Si le self government est bon pour nous, il doit être bon aussi pour notre colonie. La population européenne de l’Afrique se compose aujourd’hui de 110,000 ames. Si jamais population dut sentir le besoin d’une forte assurance mutuelle, c’est celle-là, car elle est en présence de dangers de toute sorte. La nécessité donne de l’invention et du courage, et cette population essentiellement aventureuse a prouvé qu’elle ne manquait ni de l’une ni de l’autre de ces deux qualités. Sans doute il serait à désirer qu’elle fût plus ancienne, plus nombreuse, plus fortement assise ; mais enfin, telle qu’elle est, elle peut tenir : elle a des familles, des intérêts à défendre ; elle peut espérer se fortifier, quand elle pourra faire tout ce qu’elle croira utile et efficace.

[Données extraites d'une collection]
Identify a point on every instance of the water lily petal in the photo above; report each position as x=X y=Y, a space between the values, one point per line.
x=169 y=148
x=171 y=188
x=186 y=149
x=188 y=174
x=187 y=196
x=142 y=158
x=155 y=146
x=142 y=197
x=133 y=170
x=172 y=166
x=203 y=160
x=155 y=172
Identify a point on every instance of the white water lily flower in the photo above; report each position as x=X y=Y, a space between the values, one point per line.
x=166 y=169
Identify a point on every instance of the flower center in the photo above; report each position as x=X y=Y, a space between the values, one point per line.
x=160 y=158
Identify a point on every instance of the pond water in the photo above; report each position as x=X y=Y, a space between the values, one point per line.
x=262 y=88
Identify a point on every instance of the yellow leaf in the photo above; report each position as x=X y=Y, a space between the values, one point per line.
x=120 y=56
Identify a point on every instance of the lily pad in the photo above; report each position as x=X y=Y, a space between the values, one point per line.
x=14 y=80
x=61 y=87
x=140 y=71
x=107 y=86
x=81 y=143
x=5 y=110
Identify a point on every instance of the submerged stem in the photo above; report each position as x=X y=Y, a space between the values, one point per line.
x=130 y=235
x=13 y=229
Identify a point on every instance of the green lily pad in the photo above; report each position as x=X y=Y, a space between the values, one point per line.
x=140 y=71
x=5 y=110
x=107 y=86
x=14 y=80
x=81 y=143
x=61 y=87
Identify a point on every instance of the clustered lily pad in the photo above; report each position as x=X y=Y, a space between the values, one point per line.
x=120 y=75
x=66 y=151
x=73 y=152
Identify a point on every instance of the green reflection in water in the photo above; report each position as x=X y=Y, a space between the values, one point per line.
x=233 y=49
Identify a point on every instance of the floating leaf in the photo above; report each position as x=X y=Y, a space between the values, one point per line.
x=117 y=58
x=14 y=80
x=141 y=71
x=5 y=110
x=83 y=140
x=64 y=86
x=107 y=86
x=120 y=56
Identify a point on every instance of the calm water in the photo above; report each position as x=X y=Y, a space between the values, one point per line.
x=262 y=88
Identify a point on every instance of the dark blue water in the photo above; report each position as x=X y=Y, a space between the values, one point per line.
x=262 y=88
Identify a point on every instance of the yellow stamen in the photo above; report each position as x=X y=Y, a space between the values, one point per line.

**Consignes:**
1) Mettez à jour les enregistrements depuis leur début jusqu'à la ligne contenant « x=203 y=160 », incluse, en remplaçant « water lily petal » par « nymphaea petal ». Reproduisez ces seules lignes, sans aucune autre modification.
2) Donnez la suite de l'extrait sur le self government de la colonie d'Afrique, à partir de sa dernière phrase.

**Réponses par tâche:**
1)
Identify a point on every instance of the nymphaea petal in the photo above; report each position as x=X y=Y, a space between the values, one point per line.
x=169 y=148
x=171 y=188
x=186 y=149
x=188 y=174
x=187 y=196
x=142 y=158
x=155 y=146
x=142 y=197
x=133 y=170
x=172 y=166
x=203 y=160

2)
La moitié seulement est d’origine française ; mais qu’importe ? Quiconque s’est fixé dans la France africaine est Français-Africain. Je pense que le premier acte d’un parlement local serait de supprimer toute distinction entre les étrangers et les Français d’origine. Cette distinction devrait déjà disparaître dans les élections, comme elle a disparu dans la milice. Ce n’est pas quand la mère-patrie donne des facilités nouvelles à la naturalisation, ce n’est pas quand les nationalités autrefois ennemies tendent à se fondre dans la fraternité universelle, que l’Algérie, cet état en formation, qui a besoin de ne repousser aucun élément, pourra maintenir les barrières jalouses du passé. Place égale pour tous à ce soleil de l’Afrique qui doit éclairer un monde nouveau, suffrage universel, droits et devoirs communs ; là, plus qu’ailleurs, tous les hommes sont égaux, car il n’y a point de passé, point de distinctions anciennes ; chacun a un même but, un égal intérêt à garder sa tête sur ses épaules et à fonder un établissement durable pour soi et ses enfans.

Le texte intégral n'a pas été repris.